## Job
In the data below, restate exactly the lines from the one with "Task: annotate a point on every instance of the gorilla chin" to the final line, both included, but not the pictures.

(Coordinate annotation records)

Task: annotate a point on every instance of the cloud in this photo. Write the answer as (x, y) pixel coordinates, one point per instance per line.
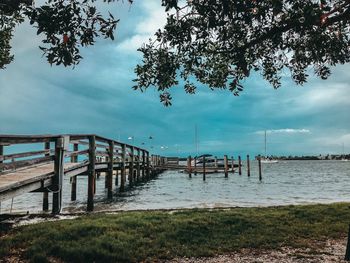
(286, 131)
(154, 18)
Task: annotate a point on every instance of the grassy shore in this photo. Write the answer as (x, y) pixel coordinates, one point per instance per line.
(152, 235)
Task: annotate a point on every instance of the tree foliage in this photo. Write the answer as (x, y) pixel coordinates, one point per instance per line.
(66, 25)
(219, 43)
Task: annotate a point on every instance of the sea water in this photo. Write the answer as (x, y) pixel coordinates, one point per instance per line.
(283, 183)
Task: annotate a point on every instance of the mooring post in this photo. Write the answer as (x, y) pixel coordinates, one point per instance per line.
(248, 165)
(347, 253)
(195, 165)
(138, 164)
(143, 164)
(46, 193)
(74, 159)
(232, 164)
(131, 166)
(58, 175)
(91, 173)
(109, 175)
(148, 166)
(239, 165)
(203, 168)
(123, 170)
(226, 165)
(260, 173)
(189, 166)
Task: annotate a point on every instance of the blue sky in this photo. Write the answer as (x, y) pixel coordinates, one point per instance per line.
(96, 97)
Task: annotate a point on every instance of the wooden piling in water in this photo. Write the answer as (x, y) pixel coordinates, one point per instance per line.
(123, 170)
(232, 164)
(347, 252)
(116, 181)
(239, 165)
(46, 193)
(143, 164)
(138, 165)
(91, 173)
(58, 175)
(148, 172)
(248, 165)
(131, 166)
(109, 175)
(74, 159)
(203, 168)
(226, 166)
(260, 173)
(189, 168)
(1, 153)
(195, 165)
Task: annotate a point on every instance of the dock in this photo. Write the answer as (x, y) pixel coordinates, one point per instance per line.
(70, 155)
(38, 163)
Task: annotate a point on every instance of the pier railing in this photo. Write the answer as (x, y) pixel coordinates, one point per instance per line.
(42, 169)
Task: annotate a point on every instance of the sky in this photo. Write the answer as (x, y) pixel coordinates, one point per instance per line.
(96, 97)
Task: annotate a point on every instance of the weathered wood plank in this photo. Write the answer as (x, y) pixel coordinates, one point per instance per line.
(24, 163)
(23, 155)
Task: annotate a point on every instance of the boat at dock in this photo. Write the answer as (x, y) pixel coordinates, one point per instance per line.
(265, 158)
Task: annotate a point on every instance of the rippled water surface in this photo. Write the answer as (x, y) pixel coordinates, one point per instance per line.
(286, 182)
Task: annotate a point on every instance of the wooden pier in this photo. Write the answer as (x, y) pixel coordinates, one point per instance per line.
(47, 159)
(71, 155)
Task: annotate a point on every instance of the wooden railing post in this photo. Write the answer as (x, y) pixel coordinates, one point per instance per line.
(260, 173)
(1, 153)
(109, 175)
(58, 175)
(248, 166)
(138, 165)
(74, 159)
(91, 173)
(239, 165)
(189, 168)
(46, 193)
(195, 165)
(131, 166)
(148, 170)
(143, 164)
(203, 168)
(123, 170)
(226, 165)
(232, 164)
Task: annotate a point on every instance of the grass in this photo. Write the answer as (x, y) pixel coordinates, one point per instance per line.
(153, 235)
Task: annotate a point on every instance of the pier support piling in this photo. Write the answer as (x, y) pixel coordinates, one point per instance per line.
(91, 173)
(260, 173)
(46, 193)
(109, 175)
(189, 168)
(123, 170)
(58, 175)
(203, 168)
(74, 159)
(232, 164)
(239, 165)
(248, 166)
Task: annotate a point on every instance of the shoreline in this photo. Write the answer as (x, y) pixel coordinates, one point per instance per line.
(186, 235)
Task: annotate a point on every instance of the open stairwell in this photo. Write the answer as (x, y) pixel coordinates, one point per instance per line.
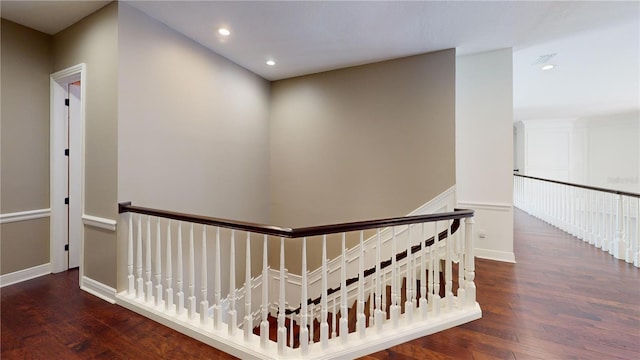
(413, 277)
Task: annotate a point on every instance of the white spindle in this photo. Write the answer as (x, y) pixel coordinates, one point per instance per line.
(248, 316)
(282, 330)
(264, 324)
(139, 281)
(344, 310)
(394, 309)
(470, 286)
(147, 266)
(179, 274)
(435, 271)
(423, 270)
(233, 316)
(158, 257)
(130, 277)
(191, 264)
(169, 273)
(408, 305)
(361, 320)
(379, 312)
(204, 303)
(324, 326)
(217, 309)
(448, 270)
(304, 331)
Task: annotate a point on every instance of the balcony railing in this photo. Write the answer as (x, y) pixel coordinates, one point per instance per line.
(605, 218)
(414, 276)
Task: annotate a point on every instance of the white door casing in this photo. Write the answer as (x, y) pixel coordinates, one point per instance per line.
(59, 234)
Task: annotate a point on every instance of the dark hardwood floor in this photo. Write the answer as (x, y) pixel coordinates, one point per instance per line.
(564, 299)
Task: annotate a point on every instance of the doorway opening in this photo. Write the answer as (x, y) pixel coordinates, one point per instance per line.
(66, 169)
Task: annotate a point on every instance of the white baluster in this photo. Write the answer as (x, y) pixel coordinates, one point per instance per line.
(147, 259)
(264, 324)
(248, 316)
(470, 268)
(304, 331)
(169, 291)
(461, 257)
(139, 281)
(408, 305)
(130, 277)
(423, 270)
(217, 309)
(394, 309)
(344, 310)
(620, 243)
(204, 303)
(179, 274)
(159, 301)
(324, 326)
(434, 284)
(379, 312)
(282, 330)
(191, 301)
(448, 270)
(361, 320)
(628, 256)
(233, 315)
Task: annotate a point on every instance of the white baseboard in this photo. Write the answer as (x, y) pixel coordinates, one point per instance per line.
(98, 289)
(24, 275)
(98, 222)
(24, 215)
(495, 255)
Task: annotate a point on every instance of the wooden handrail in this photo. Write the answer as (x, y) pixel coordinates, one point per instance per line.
(611, 191)
(383, 264)
(299, 232)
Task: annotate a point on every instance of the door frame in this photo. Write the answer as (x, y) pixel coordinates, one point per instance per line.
(59, 233)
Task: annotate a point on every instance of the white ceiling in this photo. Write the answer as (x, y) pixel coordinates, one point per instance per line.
(596, 42)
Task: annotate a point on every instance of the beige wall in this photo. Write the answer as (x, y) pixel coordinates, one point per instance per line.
(193, 130)
(361, 143)
(24, 167)
(94, 41)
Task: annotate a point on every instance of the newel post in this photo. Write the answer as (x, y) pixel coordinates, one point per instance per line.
(469, 263)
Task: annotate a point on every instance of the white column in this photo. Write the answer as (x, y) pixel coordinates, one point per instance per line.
(264, 324)
(304, 331)
(158, 257)
(233, 315)
(324, 325)
(204, 303)
(217, 309)
(168, 274)
(147, 258)
(470, 286)
(282, 330)
(248, 316)
(130, 277)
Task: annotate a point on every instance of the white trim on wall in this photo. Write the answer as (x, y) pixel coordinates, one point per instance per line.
(99, 222)
(24, 215)
(25, 274)
(98, 289)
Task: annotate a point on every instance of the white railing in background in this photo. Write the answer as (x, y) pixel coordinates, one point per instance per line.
(426, 252)
(607, 219)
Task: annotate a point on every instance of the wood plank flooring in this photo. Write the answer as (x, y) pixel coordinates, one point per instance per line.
(564, 299)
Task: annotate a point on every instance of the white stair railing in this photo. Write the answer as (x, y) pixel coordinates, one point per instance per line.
(608, 219)
(360, 285)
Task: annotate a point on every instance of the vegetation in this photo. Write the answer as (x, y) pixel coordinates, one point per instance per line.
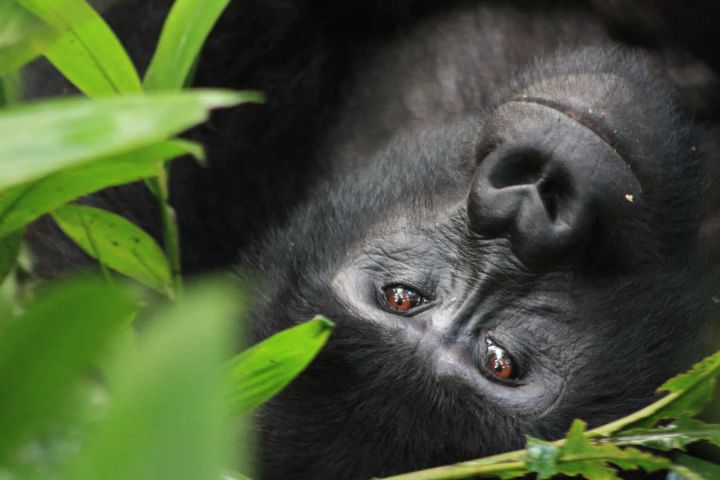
(132, 375)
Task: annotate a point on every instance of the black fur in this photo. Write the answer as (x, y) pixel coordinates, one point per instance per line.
(391, 123)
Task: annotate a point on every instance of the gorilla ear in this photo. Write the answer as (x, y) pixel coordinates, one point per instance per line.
(548, 185)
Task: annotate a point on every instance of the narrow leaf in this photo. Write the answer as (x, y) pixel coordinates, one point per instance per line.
(9, 250)
(689, 392)
(693, 468)
(87, 52)
(67, 329)
(117, 243)
(22, 36)
(166, 419)
(259, 373)
(183, 35)
(541, 457)
(24, 203)
(75, 131)
(677, 435)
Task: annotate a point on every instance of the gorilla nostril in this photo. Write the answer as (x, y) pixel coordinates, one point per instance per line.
(555, 193)
(518, 168)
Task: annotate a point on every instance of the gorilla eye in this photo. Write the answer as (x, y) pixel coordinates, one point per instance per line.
(401, 298)
(499, 362)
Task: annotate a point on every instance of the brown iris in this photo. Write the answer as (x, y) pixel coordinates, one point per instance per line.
(499, 362)
(401, 298)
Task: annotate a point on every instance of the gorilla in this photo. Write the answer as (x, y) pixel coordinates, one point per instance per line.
(502, 205)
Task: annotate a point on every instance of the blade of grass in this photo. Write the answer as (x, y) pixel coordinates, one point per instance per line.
(79, 130)
(260, 372)
(22, 36)
(182, 38)
(87, 52)
(24, 203)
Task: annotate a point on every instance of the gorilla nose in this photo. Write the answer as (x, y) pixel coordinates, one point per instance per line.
(546, 182)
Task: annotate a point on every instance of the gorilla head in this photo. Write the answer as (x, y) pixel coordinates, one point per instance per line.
(492, 277)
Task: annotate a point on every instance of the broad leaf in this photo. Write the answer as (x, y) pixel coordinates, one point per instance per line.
(46, 351)
(117, 243)
(677, 435)
(167, 418)
(77, 130)
(260, 372)
(183, 35)
(9, 250)
(87, 52)
(24, 203)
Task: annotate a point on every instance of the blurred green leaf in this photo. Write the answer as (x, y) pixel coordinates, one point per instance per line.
(263, 370)
(22, 36)
(87, 52)
(24, 203)
(701, 469)
(688, 393)
(9, 89)
(46, 351)
(541, 457)
(78, 130)
(117, 243)
(184, 33)
(9, 250)
(677, 435)
(167, 418)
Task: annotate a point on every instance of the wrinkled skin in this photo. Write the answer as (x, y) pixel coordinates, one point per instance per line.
(547, 204)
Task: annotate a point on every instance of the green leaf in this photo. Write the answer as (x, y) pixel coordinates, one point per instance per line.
(701, 372)
(693, 468)
(75, 131)
(24, 203)
(87, 52)
(116, 242)
(541, 457)
(9, 250)
(9, 89)
(184, 33)
(688, 393)
(577, 456)
(46, 351)
(167, 418)
(263, 370)
(22, 36)
(677, 435)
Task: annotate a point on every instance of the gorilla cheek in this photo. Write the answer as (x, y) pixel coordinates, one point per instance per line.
(547, 182)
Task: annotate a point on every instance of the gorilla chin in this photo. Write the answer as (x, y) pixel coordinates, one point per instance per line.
(524, 267)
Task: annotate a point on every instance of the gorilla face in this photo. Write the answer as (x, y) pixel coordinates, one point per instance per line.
(492, 278)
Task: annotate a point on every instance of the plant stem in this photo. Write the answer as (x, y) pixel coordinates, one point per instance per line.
(171, 234)
(508, 461)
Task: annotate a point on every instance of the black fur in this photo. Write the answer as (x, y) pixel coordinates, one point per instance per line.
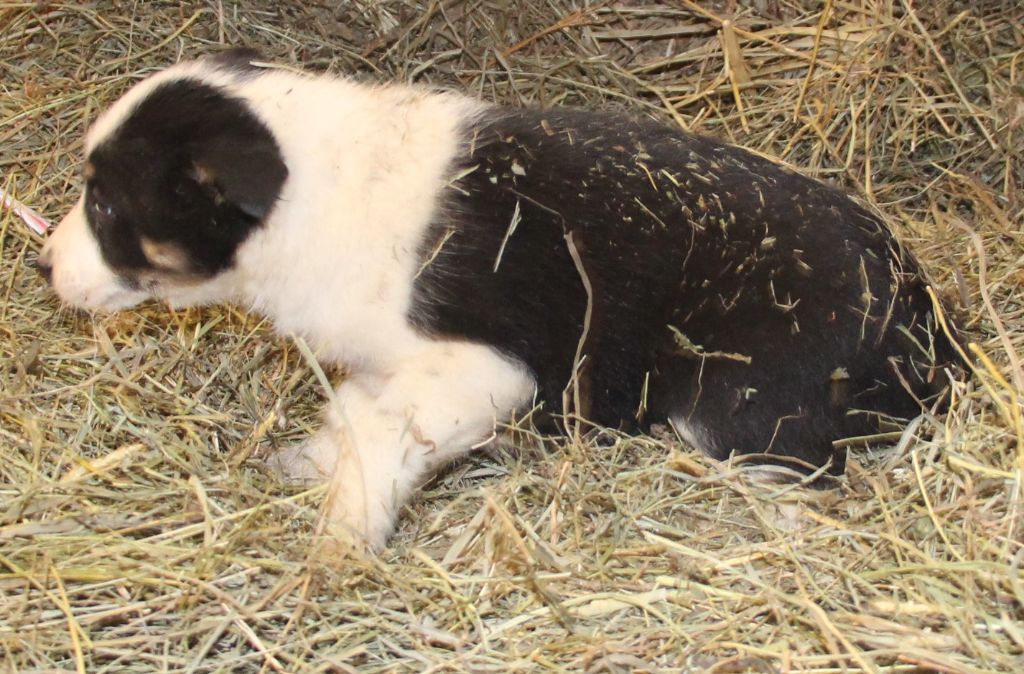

## Solution to this exercise
Task: annotate a point on every instance of the gorilla chin in this photo. Write the answer as (x, y) pixel coordinates, one point per instance per line.
(524, 267)
Task: annotate a point on every instance of the gorilla face in this photo. Write the answer as (x, y) pixel coordinates, one point per instance per line.
(492, 278)
Task: annotate a point on every instance of the plant stem in this photo. Write the answer as (x, y) pixel coordinates, one point per instance per line.
(171, 234)
(508, 461)
Task: annotate a point on every instance of the black fur in this photo. Write the answer as (x, y) pixel coordinates, one point per instance per line.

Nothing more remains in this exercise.